[start of DATASET CONTENT]
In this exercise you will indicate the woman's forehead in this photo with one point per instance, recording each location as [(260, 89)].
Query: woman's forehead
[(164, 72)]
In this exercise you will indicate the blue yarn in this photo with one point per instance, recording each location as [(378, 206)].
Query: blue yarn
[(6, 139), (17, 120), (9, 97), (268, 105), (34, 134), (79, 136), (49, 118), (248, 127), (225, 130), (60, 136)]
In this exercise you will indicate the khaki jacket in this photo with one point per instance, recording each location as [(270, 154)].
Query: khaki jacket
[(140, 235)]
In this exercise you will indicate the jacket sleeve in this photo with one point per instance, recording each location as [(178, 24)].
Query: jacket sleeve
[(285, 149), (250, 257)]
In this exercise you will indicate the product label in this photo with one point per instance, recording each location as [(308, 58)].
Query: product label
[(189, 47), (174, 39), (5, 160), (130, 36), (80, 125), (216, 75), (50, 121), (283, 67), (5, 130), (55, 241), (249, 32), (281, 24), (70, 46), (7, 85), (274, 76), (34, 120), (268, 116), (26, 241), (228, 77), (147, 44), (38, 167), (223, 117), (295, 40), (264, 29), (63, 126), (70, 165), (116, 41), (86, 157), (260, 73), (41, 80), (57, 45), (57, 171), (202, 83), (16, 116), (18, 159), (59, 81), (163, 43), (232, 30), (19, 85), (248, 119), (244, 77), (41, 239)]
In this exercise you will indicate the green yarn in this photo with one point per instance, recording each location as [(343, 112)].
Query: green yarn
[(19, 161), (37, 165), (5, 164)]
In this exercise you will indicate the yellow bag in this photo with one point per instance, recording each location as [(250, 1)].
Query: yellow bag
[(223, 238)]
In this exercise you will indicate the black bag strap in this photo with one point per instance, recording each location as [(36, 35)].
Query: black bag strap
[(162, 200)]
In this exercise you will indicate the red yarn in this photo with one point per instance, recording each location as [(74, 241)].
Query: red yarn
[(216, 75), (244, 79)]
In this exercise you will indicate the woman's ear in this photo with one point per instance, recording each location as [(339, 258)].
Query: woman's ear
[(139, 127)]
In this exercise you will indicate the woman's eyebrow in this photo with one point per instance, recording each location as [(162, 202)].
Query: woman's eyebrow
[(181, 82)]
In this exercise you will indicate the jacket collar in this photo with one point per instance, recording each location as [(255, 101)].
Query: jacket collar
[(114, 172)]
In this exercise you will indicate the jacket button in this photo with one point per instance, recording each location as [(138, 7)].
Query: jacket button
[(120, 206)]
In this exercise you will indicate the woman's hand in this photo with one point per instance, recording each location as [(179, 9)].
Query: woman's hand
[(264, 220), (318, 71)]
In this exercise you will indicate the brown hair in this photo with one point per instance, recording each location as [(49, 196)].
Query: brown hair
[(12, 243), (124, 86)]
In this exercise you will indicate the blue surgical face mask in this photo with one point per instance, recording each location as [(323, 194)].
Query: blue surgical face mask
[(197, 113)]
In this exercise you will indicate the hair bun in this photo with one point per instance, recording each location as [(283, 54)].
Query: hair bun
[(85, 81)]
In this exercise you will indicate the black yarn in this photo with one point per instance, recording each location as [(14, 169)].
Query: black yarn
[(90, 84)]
[end of DATASET CONTENT]
• AIM OF THE EXERCISE: Carry over the stretch of lines above, from the one containing "In this exercise you will indicate the brown" through the last line, requests included. Add 59 to every coordinate in the answers.

• SOLVED EXERCISE:
In this exercise you will indicate the brown hair in this photo with one point per instance, recording each location as [(49, 196)].
Query: brown hair
[(71, 302), (183, 145)]
In this exercise you will indicate the blue surgical face mask in this photo with one point per instance, recording each location as [(323, 194)].
Query: blue surgical face mask
[(256, 172)]
In this exercise you will indicate the hair bun in this photo with one point per instance, recording each location as [(283, 54)].
Query: hair bun
[(144, 140)]
In this exercise you will indicate the black yarn in this photo with one point per instance, recording each location as [(14, 169)].
Query: black yarn
[(149, 143)]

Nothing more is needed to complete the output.